Supplied passage:
"""

Yeah, that’s really awesome. Looking into the future, what are your goals, your organization’s goals for the next three to five years?

We got a million dollar regional economic development grant that we wrote on behalf of Albany County, and so we’re working with the county to implement that. When that’s finished, we will have largely stabilized the nine buildings in the Church Family property, which is the publicly accessible part of the Historic District.

The vision is really to get those buildings utilized. They are currently, mostly abandoned, except for a couple of the ones that Shaker Heritage Society uses. And our vision is a mixed-use facility. We also will soon have permanent housing for homeless veterans on the property. That’s something we’re really excited about because it will bring back a density of residential use of the property, which was historically how it was used. We have all kinds of exciting ideas about how we can work with the vets to have a mutually beneficial relationship.

Workforce development programs where we can train them in traditional building trades, or we can trade them to be interpreters, so that they can acquire skills to help enhance their quality of life, and also benefit the society and tourists, as well, and local residents.

We actually have a lot going on, but my vision for the future is that the “Soldier On” project with the veterans housing will be completed within five years, and the buildings that are abandoned will be stabilized, and we will have identified people who can occupy those buildings. Some of the buildings are potentially office buildings for single or multi-tenant offices. We’d like to have a restaurant in one of the buildings. Really, the goal is just to get the place utilized and benefiting the community.

Yeah. That’s fantastic! Well, it sounds like you have a lot to do in the future, and I really appreciate you taking some time out today and sharing your insights with us, and with our listeners. Thank you very much.

Thank you for the opportunity.

Central NY Living History Center: Attracting New Audiences

What a great conversation with Starlyn, I love the creativity in connecting the Shakers to the modern Makers movement and the new handicraft workshops that they offer. Let’s listen to Kevin to hear how the Central New York Living Center appeals to so many diverse interests. 

Kevin Walsh, President of Central NY Living History Center

Perfect. Kevin, thank you so much for taking some time out at the Museum Association of New York’s annual conference to speak with us today.

You bet.

And I’m really looking forward to hearing your perspective on some of these questions, so we’ll dive right in. And the first question is: How do you attract new audiences within your area?

Our museum has only been in existence for about five years. So what we’re doing is we are trying to hold an event a month, and our basic audience is actually quite diverse to start with. Our museum has a veteran’s component, a military component, a railroad component, a local history component. Brockway Trucks were manufactured in Cortland, New York, until 1978, so we have a large Brockway Truck component; and we have an agricultural history component.

So we start out with a wide basis of folks who might have an interest. What we’re trying to do to reach out for new things is we’re trying to do temporary exhibits that might attract a somewhat different group of folks. We’re looking at different areas where we can try and expand our reach. But to be honest with you, the first thing we have to do is make people aware that we’re in the Cortland area because there’s a lot of folks in the Cortland area who are not sure of who we are and what we do and part of that’s, believe it or not, signage. The town of Cortlandville is not terribly sign-friendly, and we didn’t have enough money to really erect a sign that, kind of, met our needs. But now we have, and it’s amazing; small, local regulations have had an impact on our ability to even tell people where we are.

"""

Copy the interview word for word, starting at "The vision is" and ending at "and local residents.".

Data provided:
"""

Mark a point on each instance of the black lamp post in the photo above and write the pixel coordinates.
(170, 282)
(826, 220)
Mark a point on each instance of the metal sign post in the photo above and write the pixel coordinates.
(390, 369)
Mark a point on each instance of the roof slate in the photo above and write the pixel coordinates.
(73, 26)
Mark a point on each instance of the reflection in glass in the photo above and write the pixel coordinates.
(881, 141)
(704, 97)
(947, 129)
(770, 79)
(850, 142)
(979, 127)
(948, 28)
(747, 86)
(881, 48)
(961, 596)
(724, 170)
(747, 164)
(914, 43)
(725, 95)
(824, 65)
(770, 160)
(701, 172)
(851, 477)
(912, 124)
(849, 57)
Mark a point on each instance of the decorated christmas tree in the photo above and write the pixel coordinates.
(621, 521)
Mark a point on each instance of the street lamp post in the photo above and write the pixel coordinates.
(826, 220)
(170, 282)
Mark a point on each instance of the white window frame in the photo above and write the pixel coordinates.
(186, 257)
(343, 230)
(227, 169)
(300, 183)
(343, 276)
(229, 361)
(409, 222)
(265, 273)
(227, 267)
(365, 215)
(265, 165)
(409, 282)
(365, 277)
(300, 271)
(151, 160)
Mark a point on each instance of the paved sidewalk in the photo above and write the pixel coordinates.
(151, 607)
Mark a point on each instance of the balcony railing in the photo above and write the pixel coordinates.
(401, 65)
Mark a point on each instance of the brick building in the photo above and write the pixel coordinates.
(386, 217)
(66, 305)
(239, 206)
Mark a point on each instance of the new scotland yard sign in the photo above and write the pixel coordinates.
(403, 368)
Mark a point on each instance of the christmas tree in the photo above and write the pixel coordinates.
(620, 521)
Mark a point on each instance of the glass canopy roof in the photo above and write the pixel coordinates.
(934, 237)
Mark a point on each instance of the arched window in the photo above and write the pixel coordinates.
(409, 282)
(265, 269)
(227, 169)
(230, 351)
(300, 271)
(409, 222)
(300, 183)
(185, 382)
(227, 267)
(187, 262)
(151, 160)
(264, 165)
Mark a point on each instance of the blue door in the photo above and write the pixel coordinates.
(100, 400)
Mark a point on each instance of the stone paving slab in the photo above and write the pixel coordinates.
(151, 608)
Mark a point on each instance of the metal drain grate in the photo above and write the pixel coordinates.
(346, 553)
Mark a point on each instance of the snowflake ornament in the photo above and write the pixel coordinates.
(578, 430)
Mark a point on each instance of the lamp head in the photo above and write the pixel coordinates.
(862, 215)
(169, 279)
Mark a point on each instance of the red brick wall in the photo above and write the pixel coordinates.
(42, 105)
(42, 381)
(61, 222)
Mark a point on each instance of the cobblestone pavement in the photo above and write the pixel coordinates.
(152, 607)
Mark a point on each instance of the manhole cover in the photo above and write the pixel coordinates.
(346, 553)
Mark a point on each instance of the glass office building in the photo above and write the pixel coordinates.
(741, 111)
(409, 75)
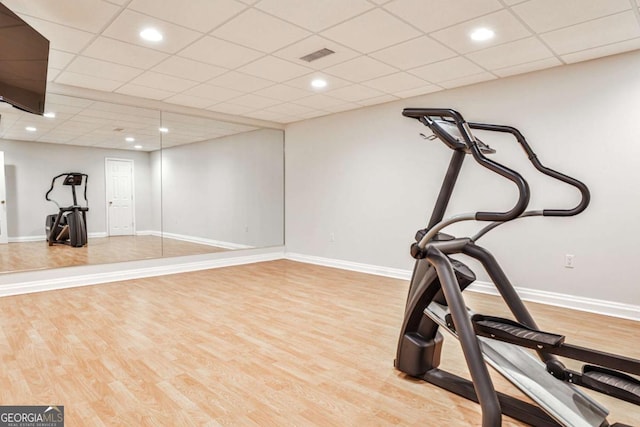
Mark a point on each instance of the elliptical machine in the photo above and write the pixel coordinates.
(435, 302)
(69, 225)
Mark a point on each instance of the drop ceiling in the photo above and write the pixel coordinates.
(241, 57)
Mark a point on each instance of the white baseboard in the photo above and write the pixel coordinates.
(25, 239)
(203, 241)
(592, 305)
(43, 238)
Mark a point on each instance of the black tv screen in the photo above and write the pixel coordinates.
(24, 56)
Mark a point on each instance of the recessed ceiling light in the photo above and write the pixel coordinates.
(151, 34)
(319, 83)
(482, 34)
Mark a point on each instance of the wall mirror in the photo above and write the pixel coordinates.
(161, 184)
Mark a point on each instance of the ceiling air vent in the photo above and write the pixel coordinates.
(317, 55)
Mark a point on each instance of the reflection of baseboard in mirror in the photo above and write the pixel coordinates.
(36, 255)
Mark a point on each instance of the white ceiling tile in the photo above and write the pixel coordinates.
(468, 80)
(255, 101)
(163, 82)
(229, 108)
(127, 26)
(240, 82)
(599, 52)
(547, 15)
(378, 100)
(361, 68)
(418, 91)
(315, 15)
(144, 92)
(599, 32)
(312, 44)
(343, 107)
(446, 70)
(431, 15)
(189, 101)
(413, 53)
(82, 80)
(304, 82)
(220, 52)
(60, 37)
(214, 93)
(52, 73)
(396, 82)
(198, 71)
(275, 69)
(257, 30)
(290, 109)
(319, 101)
(123, 53)
(103, 69)
(59, 59)
(200, 15)
(372, 31)
(87, 15)
(355, 92)
(528, 67)
(70, 102)
(283, 92)
(267, 115)
(510, 54)
(504, 24)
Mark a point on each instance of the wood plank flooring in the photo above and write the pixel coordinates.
(270, 344)
(39, 255)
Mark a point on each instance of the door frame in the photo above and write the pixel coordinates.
(4, 233)
(106, 192)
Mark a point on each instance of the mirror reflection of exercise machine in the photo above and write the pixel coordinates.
(69, 225)
(517, 349)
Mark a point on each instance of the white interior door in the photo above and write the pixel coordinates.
(4, 238)
(120, 203)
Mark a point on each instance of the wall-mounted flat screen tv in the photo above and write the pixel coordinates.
(24, 56)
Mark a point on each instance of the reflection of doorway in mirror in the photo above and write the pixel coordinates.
(119, 193)
(4, 238)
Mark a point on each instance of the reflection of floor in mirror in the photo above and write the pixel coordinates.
(38, 255)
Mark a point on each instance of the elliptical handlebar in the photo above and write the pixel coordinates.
(83, 176)
(424, 115)
(584, 191)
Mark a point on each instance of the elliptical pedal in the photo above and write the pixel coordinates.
(514, 332)
(611, 382)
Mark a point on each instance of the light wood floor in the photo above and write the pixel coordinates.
(270, 344)
(39, 255)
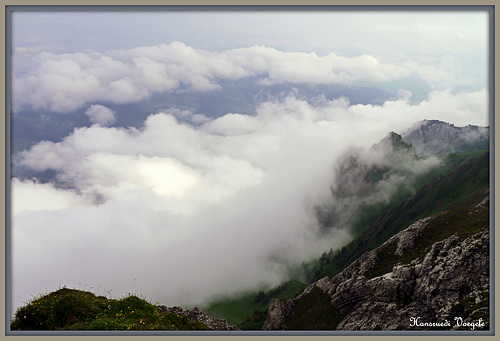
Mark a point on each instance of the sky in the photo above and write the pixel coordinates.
(187, 207)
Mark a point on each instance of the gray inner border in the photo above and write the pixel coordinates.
(257, 8)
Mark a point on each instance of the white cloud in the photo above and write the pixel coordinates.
(66, 82)
(195, 211)
(100, 114)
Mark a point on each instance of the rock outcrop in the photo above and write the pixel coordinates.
(432, 137)
(424, 277)
(197, 315)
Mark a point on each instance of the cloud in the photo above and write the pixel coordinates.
(186, 211)
(101, 115)
(67, 82)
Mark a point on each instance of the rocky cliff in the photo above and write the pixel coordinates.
(196, 315)
(432, 137)
(432, 275)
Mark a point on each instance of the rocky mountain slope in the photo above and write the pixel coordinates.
(432, 275)
(432, 137)
(196, 315)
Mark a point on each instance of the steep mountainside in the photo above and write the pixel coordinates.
(432, 137)
(436, 270)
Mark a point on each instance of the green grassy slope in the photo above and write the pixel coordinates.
(465, 186)
(248, 311)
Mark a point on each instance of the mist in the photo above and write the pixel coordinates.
(183, 213)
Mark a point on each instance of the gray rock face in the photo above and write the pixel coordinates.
(199, 316)
(433, 270)
(432, 137)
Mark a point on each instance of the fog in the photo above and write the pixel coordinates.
(185, 212)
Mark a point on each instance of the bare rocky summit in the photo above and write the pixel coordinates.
(432, 275)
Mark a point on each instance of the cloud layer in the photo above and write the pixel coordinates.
(182, 212)
(66, 82)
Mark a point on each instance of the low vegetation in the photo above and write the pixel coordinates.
(70, 309)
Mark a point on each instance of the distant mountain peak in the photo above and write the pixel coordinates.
(434, 137)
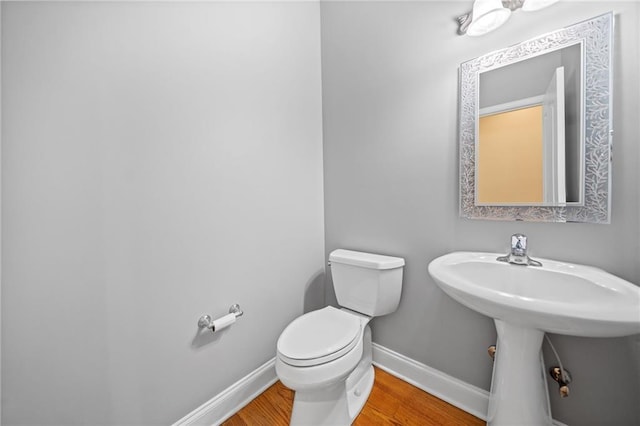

"""

The result:
The vision is really to get those buildings utilized. They are currently, mostly abandoned, except for a couple of the ones that Shaker Heritage Society uses. And our vision is a mixed-use facility. We also will soon have permanent housing for homeless veterans on the property. That’s something we’re really excited about because it will bring back a density of residential use of the property, which was historically how it was used. We have all kinds of exciting ideas about how we can work with the vets to have a mutually beneficial relationship.

Workforce development programs where we can train them in traditional building trades, or we can trade them to be interpreters, so that they can acquire skills to help enhance their quality of life, and also benefit the society and tourists, as well, and local residents.